Start of DATA FOR ANALYSIS

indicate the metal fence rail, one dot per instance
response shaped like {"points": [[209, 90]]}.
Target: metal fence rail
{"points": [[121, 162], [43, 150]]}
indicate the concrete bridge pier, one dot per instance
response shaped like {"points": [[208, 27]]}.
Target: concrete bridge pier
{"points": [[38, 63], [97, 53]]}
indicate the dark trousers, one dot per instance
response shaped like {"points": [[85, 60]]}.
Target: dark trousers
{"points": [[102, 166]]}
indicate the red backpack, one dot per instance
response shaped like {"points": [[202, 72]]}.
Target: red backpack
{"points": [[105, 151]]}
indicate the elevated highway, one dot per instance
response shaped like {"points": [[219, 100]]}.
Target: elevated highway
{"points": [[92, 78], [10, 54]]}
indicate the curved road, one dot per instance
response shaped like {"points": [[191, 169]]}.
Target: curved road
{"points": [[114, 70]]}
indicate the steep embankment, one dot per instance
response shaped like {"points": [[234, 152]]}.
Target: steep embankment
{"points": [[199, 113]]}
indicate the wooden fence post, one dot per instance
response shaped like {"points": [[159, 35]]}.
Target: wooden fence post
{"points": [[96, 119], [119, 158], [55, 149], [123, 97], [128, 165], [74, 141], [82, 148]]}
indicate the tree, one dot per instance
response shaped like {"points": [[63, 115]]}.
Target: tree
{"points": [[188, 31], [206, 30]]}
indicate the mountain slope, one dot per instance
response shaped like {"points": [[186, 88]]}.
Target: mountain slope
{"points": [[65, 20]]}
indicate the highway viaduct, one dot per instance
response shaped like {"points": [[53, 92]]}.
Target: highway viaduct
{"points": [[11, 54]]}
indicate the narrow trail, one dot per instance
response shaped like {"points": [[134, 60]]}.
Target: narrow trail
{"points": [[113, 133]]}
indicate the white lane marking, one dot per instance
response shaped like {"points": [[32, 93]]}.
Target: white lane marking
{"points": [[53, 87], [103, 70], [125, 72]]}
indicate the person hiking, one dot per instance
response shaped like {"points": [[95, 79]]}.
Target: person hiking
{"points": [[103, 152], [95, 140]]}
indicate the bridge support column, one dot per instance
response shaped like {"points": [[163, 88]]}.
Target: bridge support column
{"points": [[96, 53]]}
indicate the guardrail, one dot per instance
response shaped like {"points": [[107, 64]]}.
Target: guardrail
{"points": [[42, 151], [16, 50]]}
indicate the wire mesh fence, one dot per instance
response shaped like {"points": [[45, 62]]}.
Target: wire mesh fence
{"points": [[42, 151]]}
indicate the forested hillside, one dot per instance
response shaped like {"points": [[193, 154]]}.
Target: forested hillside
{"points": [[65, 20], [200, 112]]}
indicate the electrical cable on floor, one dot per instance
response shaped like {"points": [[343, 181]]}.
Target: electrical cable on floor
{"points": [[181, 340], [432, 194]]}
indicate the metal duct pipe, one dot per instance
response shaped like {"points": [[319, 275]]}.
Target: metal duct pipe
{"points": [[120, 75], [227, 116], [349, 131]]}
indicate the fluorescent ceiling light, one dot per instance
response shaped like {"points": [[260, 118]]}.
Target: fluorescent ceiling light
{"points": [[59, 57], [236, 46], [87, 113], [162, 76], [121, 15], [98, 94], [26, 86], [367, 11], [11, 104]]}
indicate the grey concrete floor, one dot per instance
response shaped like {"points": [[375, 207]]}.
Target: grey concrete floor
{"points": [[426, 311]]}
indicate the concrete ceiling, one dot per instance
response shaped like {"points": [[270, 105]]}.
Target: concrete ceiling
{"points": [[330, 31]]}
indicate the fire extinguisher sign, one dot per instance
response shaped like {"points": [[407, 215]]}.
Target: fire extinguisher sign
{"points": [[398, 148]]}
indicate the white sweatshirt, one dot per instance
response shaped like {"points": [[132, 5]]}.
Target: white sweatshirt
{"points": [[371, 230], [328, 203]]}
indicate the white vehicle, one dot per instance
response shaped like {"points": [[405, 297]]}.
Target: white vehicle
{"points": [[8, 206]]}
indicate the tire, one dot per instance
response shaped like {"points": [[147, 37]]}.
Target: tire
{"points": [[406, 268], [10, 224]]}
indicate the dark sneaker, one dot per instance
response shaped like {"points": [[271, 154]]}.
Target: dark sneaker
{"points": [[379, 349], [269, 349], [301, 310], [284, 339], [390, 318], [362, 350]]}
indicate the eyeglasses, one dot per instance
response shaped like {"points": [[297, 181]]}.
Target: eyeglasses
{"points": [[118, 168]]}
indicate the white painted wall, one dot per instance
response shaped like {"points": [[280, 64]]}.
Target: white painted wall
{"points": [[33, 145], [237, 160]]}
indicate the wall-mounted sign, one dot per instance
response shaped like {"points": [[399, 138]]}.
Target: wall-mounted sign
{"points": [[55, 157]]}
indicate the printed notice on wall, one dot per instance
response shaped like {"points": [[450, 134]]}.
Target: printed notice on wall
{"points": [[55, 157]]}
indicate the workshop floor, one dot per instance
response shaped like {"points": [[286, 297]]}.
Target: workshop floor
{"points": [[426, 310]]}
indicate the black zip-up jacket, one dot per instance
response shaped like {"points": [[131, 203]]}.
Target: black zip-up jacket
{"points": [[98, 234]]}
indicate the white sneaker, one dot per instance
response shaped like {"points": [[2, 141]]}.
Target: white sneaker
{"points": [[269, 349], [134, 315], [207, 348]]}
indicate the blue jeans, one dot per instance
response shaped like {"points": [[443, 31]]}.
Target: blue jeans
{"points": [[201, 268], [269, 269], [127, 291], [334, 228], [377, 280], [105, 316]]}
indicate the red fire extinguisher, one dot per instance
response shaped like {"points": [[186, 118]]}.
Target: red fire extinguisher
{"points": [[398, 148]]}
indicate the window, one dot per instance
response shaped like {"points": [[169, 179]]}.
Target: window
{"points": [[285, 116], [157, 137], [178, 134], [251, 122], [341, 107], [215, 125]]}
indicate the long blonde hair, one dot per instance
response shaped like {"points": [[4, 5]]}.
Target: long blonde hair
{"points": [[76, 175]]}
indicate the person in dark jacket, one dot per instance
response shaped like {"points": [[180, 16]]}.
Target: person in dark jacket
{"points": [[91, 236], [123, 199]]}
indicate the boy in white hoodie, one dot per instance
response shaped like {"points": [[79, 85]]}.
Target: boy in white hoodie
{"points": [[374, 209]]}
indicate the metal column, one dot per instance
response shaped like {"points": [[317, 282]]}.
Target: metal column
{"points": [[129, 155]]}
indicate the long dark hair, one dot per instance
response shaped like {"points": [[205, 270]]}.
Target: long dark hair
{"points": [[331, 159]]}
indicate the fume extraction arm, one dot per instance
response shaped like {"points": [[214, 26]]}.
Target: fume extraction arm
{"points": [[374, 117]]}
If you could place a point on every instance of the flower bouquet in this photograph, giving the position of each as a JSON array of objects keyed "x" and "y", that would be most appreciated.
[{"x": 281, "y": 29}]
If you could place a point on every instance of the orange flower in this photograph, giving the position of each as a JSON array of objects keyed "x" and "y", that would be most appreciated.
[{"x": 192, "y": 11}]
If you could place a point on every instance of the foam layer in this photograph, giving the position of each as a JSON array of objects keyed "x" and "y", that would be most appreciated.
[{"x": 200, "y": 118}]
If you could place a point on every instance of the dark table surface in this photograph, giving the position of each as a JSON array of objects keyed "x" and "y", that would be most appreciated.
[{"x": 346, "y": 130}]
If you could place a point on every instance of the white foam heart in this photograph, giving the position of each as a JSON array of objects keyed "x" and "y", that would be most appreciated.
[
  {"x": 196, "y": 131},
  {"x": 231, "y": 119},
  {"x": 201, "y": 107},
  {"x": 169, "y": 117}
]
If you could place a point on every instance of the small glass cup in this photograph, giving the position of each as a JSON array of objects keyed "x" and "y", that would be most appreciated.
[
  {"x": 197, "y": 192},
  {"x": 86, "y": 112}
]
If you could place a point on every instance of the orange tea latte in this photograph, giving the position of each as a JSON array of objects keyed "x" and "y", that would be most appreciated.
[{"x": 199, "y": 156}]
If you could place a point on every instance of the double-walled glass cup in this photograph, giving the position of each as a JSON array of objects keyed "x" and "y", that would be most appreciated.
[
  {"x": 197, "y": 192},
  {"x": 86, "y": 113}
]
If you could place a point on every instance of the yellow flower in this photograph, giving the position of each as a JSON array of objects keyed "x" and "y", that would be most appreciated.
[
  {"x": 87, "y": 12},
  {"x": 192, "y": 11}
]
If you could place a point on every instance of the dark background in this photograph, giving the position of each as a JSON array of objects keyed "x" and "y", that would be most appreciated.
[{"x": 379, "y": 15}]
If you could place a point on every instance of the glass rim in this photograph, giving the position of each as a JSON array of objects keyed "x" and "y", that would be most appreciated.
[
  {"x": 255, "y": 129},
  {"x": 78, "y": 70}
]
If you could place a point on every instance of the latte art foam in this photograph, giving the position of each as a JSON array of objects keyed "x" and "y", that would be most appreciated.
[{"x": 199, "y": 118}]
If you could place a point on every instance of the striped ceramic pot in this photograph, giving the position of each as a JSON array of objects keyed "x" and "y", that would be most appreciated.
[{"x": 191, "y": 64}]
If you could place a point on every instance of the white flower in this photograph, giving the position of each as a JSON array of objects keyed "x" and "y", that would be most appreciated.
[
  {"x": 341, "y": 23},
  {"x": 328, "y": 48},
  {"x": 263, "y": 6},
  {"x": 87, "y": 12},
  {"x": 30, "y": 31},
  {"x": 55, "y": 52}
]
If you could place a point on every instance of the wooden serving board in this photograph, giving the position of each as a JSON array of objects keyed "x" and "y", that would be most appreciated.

End of DATA FOR ANALYSIS

DESCRIPTION OF THE TASK: Your answer should be the exact lines above from the one with "Target: grey concrete floor" through the one with "indicate the fire", both included, and nothing besides.

ANSWER FOR THE TASK:
Target: grey concrete floor
{"points": [[426, 311]]}
indicate the concrete ceiling, one dot per instance
response shaped like {"points": [[270, 105]]}.
Target: concrete ceiling
{"points": [[330, 31]]}
indicate the fire extinguisher sign, one dot per instance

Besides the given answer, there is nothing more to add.